**課題 a**.
以下に示すランニングについての本文を、一字も変えずに全文引用してください。

┌─ 本文

この本に共感できるという、ランニングする人の特権。《週刊READING LIFE vol.137「これを読めば、スポーツが好きになる!」》
2021/08/02/公開
記事:清田智代(READING LIFE編集部ライターズ倶楽部)
世の中には「●●攻略本」みたいなハウツー本が無数にある。スポーツに関する本もきっとたくさんあると思うけれど、スポーツが「好きなる」本があるかは、正直私もわからない。だって、何かを好きになるには、きっと心を揺さぶる衝撃的な瞬間、何かしらの理由があるだろうから。でも、もし「走ること」と「書くこと」の両方に興味があるとすれば、ぜひおすすめしたい本が1冊ある。
ランニングをしている方ならお分かりいただけると思うのだが、走るという行為は、確かに時に心地よくもあるけれど、大抵の間は辛さとの戦いとなる。走って間もなくするうちに心臓がバクバクしてくるし、そのうち足だって思うように上がらなくなる。自分から好んで走り出したくせに、「私はいったいなぜ走っているのだろう」と思うことさえある。そして「走って痩せたい」とか、「もっと長い距離を走れるようになりたい」とか、走ることにいろんな期待をかけてしまうと、走るのがなおさらしんどくなる。

└─
┌─ 提供資料

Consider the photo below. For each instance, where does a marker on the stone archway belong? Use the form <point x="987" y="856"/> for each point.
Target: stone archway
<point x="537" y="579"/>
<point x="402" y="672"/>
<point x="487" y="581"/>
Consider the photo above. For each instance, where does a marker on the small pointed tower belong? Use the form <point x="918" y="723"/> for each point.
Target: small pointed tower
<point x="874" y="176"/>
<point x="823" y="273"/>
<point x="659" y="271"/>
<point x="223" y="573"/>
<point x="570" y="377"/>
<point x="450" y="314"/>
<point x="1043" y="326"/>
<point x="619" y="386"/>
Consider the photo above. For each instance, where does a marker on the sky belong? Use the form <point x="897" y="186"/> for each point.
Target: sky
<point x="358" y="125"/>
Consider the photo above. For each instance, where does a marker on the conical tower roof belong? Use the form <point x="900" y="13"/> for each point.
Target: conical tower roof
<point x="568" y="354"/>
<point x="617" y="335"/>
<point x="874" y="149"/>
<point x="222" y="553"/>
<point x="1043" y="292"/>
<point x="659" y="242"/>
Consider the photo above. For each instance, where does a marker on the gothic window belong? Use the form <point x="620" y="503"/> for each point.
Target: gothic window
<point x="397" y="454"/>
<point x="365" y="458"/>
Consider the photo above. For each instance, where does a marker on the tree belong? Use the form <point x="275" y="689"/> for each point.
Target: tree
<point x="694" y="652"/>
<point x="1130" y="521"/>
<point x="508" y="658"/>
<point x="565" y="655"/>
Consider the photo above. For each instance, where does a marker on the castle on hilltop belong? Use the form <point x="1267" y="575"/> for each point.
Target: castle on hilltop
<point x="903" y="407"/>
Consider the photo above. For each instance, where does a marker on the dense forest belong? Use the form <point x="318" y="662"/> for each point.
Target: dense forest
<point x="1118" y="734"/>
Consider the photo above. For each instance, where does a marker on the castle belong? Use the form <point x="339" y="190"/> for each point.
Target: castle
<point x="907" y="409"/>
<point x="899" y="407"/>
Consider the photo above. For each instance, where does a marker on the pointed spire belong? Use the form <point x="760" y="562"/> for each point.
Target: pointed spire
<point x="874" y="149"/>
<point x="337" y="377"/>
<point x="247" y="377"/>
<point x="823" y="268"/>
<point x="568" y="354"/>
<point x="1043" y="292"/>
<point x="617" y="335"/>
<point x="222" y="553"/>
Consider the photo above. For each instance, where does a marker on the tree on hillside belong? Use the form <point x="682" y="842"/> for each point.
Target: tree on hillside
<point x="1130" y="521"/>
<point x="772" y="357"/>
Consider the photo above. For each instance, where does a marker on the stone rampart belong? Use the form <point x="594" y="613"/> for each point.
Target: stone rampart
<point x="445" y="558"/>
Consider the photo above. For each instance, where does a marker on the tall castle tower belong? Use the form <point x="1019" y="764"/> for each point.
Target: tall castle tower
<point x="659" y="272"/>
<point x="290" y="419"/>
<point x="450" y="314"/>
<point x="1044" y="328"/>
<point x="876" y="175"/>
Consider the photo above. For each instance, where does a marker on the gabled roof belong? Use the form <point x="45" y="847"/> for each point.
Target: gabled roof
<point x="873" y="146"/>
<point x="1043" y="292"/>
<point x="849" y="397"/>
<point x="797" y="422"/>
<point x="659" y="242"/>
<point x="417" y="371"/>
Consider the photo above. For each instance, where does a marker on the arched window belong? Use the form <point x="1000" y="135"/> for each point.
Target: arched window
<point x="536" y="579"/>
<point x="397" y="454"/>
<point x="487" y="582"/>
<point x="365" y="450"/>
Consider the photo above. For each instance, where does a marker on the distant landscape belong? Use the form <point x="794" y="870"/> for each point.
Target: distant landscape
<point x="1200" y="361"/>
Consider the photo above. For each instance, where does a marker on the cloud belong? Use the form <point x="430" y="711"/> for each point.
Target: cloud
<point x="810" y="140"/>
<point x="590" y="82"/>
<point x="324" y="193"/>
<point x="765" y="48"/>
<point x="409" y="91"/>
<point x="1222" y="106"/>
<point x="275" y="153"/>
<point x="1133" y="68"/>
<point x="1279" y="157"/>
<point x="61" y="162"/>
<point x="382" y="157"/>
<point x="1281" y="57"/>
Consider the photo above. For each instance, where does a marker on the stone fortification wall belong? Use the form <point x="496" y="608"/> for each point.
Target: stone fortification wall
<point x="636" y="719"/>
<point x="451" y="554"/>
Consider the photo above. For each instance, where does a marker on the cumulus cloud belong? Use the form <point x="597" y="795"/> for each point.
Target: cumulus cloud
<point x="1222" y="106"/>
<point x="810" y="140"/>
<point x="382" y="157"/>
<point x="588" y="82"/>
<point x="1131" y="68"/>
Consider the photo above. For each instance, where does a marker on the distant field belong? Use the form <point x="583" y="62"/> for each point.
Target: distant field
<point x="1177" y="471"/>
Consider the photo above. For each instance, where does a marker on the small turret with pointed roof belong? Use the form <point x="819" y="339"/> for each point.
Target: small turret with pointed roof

└─

**課題 b**.
本文の後に並ぶ行から、文字列「tall」を含むものをすべて集めて書き写してください。大文字と小文字は区別します。

**解答全文 a**.
この本に共感できるという、ランニングする人の特権。《週刊READING LIFE vol.137「これを読めば、スポーツが好きになる!」》
2021/08/02/公開
記事:清田智代(READING LIFE編集部ライターズ倶楽部)
世の中には「●●攻略本」みたいなハウツー本が無数にある。スポーツに関する本もきっとたくさんあると思うけれど、スポーツが「好きなる」本があるかは、正直私もわからない。だって、何かを好きになるには、きっと心を揺さぶる衝撃的な瞬間、何かしらの理由があるだろうから。でも、もし「走ること」と「書くこと」の両方に興味があるとすれば、ぜひおすすめしたい本が1冊ある。
ランニングをしている方ならお分かりいただけると思うのだが、走るという行為は、確かに時に心地よくもあるけれど、大抵の間は辛さとの戦いとなる。走って間もなくするうちに心臓がバクバクしてくるし、そのうち足だって思うように上がらなくなる。自分から好んで走り出したくせに、「私はいったいなぜ走っているのだろう」と思うことさえある。そして「走って痩せたい」とか、「もっと長い距離を走れるようになりたい」とか、走ることにいろんな期待をかけてしまうと、走るのがなおさらしんどくなる。

**解答全文 b**.
Consider the photo above. For each instance, where does a marker on the tall castle tower belong? Use the form <point x="1019" y="764"/> for each point.
Target: tall castle tower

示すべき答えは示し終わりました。